STATED TASK | Name every person identified in the mailing-list message on dual CPUs, whether as sender or as a quoted writer.

DOCUMENT EXCERPT |
Re: an idea about dual cpus

From: Darren Steven <dsteven@dont-contact.us>
Date: Wed, 17 Nov 1999 09:39:35 +1100

Dustin Byford wrote:

> Alex Rousskov wrote:
> >
> > On Mon, 15 Nov 1999, Dustin Byford wrote:
> >
> > > Our setup is currently consuming 80% of the cpu (average) with regular
> > > peaks to 100%. The machine is not io or network bound. So in an effort
> > > to fix the situation I was thinking about using smp. What does everyone
> > > think about this.
> > >
> > > Run 2 squid processes under different config files/log files/etc. Let
> > > them use icp to talk to each other through loopback. Give each process
> > > 2 of the 4 disks. This way each squid process will get scheduled on 1
> > > cpu. Of course the overhead of icp may be to inefficient. What do you
> > > think?
> >
> > a) Are you already using dual CPUs? I would not be surprised if a
> > single Squid installation benefits from using smp.
>
> No this is a single PII-400 over clocked to 500 MHz, 125 MHz bus, 41 MHz
> PCI, 1G RAM, 4 18G u2w drives.
>
> RAM, network, and disk are all doing very well. It's just the CPU
> that's holding us back. Currently it looks like we will get around 3M
> hits a day. Soon this should go up as we double our outgoing
> connection. First of all does this sound normal? Should I track down
> what is using all the CPU and simply quit doing it?

MATERIAL SHOWN |
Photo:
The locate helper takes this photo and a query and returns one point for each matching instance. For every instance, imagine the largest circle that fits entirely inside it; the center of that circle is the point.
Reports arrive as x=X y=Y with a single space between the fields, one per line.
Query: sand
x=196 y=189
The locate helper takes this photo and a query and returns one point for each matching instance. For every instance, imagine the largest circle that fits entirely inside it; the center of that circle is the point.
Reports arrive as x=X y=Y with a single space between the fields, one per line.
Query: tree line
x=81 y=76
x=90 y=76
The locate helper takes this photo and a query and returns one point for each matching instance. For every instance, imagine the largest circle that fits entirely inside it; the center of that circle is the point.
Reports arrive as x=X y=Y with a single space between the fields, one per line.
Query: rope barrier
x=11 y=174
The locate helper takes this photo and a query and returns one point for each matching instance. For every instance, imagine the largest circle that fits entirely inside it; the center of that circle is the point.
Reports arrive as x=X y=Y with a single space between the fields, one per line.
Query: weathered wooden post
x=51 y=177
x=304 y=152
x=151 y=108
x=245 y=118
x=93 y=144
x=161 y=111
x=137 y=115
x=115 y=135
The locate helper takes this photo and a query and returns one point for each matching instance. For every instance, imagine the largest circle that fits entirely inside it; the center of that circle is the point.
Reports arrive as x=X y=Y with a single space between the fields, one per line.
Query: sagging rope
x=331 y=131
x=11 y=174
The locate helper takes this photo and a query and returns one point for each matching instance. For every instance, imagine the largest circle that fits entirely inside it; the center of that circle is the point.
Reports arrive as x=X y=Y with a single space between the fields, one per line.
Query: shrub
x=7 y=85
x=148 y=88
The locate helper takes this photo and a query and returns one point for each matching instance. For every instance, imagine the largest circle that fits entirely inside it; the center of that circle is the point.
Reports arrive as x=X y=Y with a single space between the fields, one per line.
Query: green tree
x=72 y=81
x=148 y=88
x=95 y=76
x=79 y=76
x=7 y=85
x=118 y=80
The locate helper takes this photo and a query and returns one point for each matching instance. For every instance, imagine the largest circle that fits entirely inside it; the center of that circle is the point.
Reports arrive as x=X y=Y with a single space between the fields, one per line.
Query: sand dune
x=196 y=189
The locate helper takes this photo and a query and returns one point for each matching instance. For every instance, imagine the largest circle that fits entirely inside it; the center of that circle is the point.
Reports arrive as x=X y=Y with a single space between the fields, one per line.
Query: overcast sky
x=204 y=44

==

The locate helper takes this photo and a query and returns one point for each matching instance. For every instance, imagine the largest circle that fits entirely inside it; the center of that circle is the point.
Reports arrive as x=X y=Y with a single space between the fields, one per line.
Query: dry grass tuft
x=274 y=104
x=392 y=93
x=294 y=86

--

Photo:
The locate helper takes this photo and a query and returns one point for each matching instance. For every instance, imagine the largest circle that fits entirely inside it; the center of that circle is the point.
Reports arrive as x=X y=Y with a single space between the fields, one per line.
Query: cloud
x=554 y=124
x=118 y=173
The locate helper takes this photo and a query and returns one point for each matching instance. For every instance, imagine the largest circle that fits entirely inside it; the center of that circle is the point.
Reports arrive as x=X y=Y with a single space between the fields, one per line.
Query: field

EXERCISE RESPONSE |
- Darren Steven
- Dustin Byford
- Alex Rousskov